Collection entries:

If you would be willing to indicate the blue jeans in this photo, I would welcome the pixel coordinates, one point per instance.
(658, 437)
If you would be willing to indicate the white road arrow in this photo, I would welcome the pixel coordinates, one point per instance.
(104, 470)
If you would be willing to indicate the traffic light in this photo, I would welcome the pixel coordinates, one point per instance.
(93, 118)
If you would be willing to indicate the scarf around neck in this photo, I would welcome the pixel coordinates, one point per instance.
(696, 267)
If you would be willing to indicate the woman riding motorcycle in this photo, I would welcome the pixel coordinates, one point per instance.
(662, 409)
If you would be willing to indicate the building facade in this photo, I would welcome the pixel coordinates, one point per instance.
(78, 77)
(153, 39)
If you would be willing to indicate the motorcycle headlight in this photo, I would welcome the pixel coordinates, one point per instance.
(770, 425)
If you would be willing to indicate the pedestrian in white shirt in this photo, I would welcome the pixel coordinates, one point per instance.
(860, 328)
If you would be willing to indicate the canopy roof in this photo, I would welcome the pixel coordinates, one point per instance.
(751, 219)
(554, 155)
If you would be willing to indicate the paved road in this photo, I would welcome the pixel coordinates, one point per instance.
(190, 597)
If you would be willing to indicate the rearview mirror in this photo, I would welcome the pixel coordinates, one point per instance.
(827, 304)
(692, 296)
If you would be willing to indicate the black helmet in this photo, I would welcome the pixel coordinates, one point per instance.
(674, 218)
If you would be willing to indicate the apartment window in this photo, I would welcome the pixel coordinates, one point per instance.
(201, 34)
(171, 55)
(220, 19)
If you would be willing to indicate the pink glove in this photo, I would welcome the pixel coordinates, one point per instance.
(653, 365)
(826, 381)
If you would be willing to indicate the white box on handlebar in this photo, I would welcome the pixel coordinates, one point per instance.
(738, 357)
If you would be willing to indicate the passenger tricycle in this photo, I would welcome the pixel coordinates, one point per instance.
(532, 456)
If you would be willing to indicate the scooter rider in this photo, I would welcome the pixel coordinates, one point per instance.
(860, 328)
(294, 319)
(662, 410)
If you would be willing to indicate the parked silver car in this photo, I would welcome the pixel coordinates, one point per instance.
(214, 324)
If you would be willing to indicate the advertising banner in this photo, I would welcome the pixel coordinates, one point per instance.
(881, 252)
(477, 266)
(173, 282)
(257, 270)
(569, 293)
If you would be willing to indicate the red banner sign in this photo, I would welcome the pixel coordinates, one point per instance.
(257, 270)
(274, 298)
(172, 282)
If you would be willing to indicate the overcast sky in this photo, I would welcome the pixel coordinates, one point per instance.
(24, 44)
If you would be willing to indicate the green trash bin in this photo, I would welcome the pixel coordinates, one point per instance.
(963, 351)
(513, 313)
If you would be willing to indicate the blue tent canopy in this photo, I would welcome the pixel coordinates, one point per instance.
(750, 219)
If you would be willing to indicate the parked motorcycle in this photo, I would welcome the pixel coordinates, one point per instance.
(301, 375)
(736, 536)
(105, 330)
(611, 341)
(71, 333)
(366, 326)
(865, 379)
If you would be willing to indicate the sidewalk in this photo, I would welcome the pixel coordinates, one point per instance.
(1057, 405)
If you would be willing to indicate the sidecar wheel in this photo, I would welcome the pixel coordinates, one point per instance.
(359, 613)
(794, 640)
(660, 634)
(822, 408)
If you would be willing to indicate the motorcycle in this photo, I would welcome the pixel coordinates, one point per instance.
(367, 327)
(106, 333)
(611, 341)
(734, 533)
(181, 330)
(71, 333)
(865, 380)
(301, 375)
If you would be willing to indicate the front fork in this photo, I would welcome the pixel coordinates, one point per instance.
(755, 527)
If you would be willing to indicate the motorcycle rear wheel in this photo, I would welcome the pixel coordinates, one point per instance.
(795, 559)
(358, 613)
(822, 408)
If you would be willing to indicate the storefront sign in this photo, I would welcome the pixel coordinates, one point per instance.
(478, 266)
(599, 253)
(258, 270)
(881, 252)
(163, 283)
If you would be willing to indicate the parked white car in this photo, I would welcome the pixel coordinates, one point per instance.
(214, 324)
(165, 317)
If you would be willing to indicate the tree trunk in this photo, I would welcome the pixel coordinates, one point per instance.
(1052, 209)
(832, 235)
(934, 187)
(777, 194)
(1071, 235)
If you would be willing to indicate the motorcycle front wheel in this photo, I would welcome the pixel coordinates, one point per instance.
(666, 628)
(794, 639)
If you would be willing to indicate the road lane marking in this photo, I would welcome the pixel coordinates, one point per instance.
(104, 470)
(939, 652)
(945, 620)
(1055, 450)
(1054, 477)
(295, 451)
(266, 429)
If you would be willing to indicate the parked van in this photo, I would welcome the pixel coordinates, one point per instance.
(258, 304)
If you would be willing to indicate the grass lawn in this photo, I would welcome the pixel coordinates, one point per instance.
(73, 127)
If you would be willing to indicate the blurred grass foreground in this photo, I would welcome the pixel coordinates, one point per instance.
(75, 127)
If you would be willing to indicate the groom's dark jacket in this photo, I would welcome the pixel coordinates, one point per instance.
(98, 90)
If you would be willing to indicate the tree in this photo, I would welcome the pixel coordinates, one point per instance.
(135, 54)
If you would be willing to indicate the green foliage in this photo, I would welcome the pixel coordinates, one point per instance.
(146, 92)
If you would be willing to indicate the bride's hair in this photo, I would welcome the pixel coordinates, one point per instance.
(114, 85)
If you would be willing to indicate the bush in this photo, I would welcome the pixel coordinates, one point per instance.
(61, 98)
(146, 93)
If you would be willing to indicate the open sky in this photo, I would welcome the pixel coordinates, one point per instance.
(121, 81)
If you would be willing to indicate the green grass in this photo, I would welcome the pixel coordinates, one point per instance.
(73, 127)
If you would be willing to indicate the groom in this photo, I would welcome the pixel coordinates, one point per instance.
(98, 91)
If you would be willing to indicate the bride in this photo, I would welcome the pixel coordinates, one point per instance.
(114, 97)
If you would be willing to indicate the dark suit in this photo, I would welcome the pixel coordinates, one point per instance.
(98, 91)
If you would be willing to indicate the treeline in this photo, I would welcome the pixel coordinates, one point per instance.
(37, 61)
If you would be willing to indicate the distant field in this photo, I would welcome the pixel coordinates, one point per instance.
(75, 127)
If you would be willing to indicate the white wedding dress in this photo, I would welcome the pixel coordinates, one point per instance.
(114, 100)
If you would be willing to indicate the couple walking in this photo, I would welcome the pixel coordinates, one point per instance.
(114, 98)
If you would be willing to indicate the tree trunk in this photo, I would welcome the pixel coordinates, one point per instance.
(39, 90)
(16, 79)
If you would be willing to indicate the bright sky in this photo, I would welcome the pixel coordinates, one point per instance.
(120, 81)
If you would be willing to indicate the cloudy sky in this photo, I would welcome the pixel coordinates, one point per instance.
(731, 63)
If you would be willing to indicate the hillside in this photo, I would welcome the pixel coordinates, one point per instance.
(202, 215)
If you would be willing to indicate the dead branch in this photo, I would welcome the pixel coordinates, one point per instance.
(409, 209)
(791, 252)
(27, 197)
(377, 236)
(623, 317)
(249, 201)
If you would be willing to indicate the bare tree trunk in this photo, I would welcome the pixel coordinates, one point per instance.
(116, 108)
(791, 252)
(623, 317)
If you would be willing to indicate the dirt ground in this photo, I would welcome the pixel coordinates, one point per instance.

Job: Nothing but the lines from the one with "If you would be willing to indicate the dead" through the last line should be repeated, each exactly as it stands.

Completed task:
If you would be willing to indicate the dead branch in this photo, I would welcome the pixel coordinates, one point per instance.
(409, 209)
(791, 252)
(27, 197)
(377, 236)
(623, 317)
(249, 201)
If you would be willing to indicate the bare tree trunk in this photo, I would welcome the pixel coordinates, one point per instance.
(116, 108)
(791, 252)
(623, 317)
If you would be willing to indicate the dirt ground in this photo, I would welcome the pixel coordinates, one point per instance.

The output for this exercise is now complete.